▽

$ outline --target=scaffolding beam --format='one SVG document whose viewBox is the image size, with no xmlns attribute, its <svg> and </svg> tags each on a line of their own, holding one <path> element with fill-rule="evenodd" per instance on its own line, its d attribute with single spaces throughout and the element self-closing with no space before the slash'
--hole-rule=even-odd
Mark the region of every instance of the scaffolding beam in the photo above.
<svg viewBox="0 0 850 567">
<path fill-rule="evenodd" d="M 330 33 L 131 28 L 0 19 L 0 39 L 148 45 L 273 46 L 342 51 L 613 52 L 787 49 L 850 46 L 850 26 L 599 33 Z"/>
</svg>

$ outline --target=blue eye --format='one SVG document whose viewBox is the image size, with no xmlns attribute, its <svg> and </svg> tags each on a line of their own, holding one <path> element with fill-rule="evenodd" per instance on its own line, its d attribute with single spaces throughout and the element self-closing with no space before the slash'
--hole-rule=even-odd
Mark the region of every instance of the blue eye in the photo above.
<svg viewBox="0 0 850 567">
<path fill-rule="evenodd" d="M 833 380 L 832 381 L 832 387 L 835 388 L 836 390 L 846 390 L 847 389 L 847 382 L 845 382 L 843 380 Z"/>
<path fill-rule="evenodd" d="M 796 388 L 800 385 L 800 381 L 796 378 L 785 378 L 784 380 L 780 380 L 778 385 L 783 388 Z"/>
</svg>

△
▽

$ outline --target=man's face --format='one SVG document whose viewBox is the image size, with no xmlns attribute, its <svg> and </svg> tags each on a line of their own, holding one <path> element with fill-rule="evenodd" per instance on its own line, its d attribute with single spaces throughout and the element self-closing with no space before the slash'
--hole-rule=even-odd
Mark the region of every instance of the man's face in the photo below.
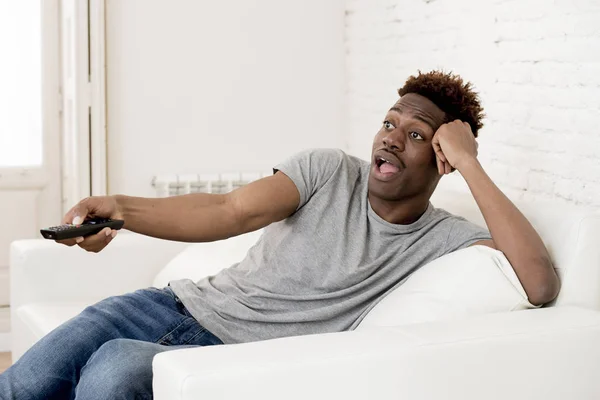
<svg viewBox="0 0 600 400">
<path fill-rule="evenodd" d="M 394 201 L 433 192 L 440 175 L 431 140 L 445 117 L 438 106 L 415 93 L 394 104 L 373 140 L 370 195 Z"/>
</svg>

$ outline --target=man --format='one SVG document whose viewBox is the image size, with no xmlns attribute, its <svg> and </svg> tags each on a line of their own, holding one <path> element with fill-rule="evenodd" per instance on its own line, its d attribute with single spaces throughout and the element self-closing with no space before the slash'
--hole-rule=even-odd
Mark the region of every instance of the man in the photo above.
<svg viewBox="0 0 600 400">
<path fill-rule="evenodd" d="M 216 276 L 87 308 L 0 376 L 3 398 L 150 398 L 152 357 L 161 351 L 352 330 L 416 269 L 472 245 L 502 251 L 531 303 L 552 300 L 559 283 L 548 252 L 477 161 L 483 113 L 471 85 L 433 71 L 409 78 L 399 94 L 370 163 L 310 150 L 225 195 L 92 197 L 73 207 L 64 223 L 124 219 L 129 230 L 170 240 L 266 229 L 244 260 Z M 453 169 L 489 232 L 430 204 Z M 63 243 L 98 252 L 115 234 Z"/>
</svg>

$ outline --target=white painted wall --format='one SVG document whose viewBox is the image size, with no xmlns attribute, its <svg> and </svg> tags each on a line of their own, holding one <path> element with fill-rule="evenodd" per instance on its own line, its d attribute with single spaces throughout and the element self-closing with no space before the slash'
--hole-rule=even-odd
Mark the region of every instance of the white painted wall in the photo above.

△
▽

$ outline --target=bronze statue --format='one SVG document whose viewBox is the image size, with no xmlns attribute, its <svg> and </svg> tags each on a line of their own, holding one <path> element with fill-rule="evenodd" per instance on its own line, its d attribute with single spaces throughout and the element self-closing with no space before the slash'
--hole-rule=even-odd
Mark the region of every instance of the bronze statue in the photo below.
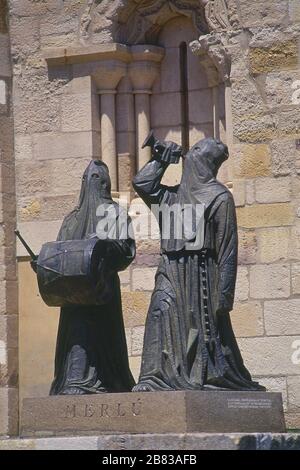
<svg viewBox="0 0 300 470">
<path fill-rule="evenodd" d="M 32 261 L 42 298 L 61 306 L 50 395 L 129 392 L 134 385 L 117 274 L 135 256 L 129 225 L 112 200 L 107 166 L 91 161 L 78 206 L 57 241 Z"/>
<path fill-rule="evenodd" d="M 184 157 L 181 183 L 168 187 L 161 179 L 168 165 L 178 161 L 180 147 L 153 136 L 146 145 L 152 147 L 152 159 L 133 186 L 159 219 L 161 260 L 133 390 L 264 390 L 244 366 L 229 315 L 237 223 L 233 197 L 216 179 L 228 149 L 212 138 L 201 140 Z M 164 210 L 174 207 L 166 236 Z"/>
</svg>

△

§ **YOUR ASSIGNMENT**:
In the records above, count the lines that contain the word "painted" and state only that count.

§ **ANSWER FOR THE TASK**:
2